Plan B

This can’t be happening. Not now. Not to me. It was the day after Christmas and I was sitting on the floor of my bedroom. The phone was in my hand—-the black screen screaming at me, “It’s over.”  I had just gotten off the phone with Sister R, the mission President’s wife, who was the mission medical coordinator and had told her that I was still sick with bronchitis. To be exact this was my fourth or fifth (I lost count) time in 2013 that I had had bronchitis. If you added up the total amount of time that I had been sick in the past eleven and half months it would be eight months. Eight long months of bronchitis (possibly phenomena), colds, exhaustion, and who knows what else (oh, how fun is the human body?). Sister R told me that she was “going to make some phone calls” and let me know if was going to go home. This simply translated to, “I’m going to call the mission president, who will call your Stake President and SLC missionary headquarters, to get you an airplane ticket to fly you home pronto.”

I felt sick to my stomach. How could I possibly leave Maryland? How could I possibly leave so many people that I love? How could I possibly take off the badge that represented the entire reason why I left everything behind? How could I tell Connie and Brandie? How could I tell my companion? How come I couldn’t finish the last six months of my mission? How could I ever face my family? So many unanswered questions raced through my mind.

* _Listed entries_:
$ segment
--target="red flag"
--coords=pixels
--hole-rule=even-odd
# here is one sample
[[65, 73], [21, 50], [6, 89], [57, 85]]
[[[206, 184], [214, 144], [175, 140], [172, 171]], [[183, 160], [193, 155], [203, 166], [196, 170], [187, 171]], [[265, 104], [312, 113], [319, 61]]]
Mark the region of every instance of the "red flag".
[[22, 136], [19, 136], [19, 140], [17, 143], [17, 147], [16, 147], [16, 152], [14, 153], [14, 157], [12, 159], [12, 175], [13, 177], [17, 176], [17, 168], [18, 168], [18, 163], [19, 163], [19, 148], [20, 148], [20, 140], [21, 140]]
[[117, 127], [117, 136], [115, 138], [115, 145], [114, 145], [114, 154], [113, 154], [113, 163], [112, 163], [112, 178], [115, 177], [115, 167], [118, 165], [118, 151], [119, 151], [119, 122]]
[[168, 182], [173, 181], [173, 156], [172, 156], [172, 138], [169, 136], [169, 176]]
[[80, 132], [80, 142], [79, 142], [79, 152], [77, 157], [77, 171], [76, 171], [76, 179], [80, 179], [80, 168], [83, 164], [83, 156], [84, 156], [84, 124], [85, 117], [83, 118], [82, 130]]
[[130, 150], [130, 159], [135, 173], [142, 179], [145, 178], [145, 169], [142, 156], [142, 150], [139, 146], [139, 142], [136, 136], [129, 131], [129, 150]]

* _Problem statement_:
In the Plan B text, explain what Sister R's words "going to make some phone calls" really meant to the narrator. Answer in one to three sentences.

* _Solution_:
To the narrator, the words meant being sent home. Sister R would call the mission president, who would then call the Stake President and SLC missionary headquarters to get the narrator a plane ticket home right away.